Deine Aufgabe =>
Gib einen Teil des Textes über Massenentlassungen unten Wort für Wort wieder. Beginne bei der Stelle mit „Nach spanischem Recht ist“ und hör nach „der Arbeitnehmer auswirkt.“ auf.

Nach spanischem Recht ist bei Unternehmen, die zwischen 100 und 300 Arbeitnehmer beschäftigen, unter einer „Massenentlassung“ die Beendigung von Arbeitsverträgen aus objektiven Gründen zu verstehen, wenn sich die Beendigung innerhalb eines Zeitraums von 90 Tagen auf mindestens 10 % der Arbeitnehmer auswirkt.
Am 3. September 2013 beschäftigte das Unternehmen Gestora Clubs Dir SL 126 Arbeitnehmer, davon 114 auf der Grundlage eines unbefristeten Vertrags und 12 auf der Grundlage eines befristeten Vertrags. Zwischen dem 16. und dem 26. September 2013 nahm Gestora zehn einzelne, auf objektive Gründe gestützte Entlassungen vor, von denen eine Herrn Cristian Pujante Rivera betraf. In den 90 Tagen vor und nach der letzten dieser Entlassungen aus objektiven Gründen erfolgten außerdem 27 andere Vertragsbeendigungen, die auf verschiedenen Gründen beruhten (wie z. B. Vertragsablauf oder freiwilliges Ausscheiden der Arbeitnehmer). Eine dieser Vertragsbeendigungen betraf eine Arbeitnehmerin, die einer Vertragsaufhebung zustimmte, nachdem ihr eine Änderung ihrer Arbeitsbedingungen mitgeteilt worden war (nämlich eine Kürzung ihres Festgehalts um 25 % aus denselben objektiven Gründen, die in den anderen, zwischen dem 16. und 26. September 2013 erfolgten Vertragsbeendigungen geltend gemacht worden waren). Später erkannte Gestora an, dass die der Arbeitnehmerin mitgeteilten Änderungen des Arbeitsvertrags über die nach spanischem Recht zulässigen wesentlichen Änderungen der Arbeitsbedingungen hinausgegangen waren, und stimmte der Zahlung einer Abfindung an die Arbeitnehmerin zu.

Erfasste Daten =>
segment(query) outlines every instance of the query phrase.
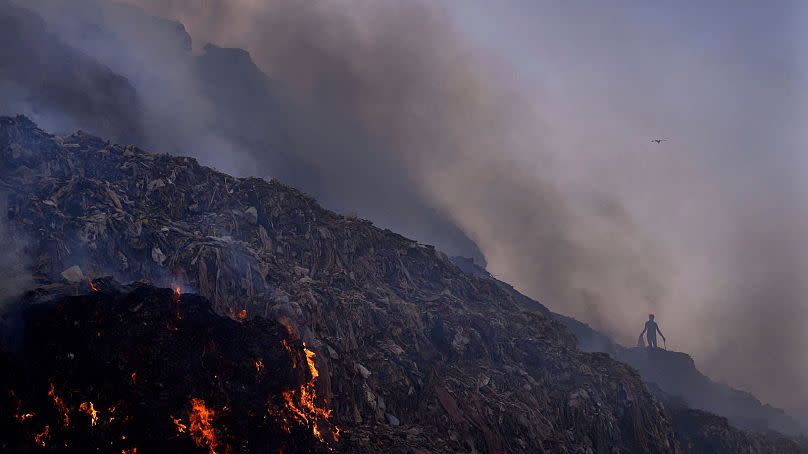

Lösung der Übung =>
Nach spanischem Recht ist bei Unternehmen, die zwischen 100 und 300 Arbeitnehmer beschäftigen, unter einer „Massenentlassung“ die Beendigung von Arbeitsverträgen aus objektiven Gründen zu verstehen, wenn sich die Beendigung innerhalb eines Zeitraums von 90 Tagen auf mindestens 10 % der Arbeitnehmer auswirkt.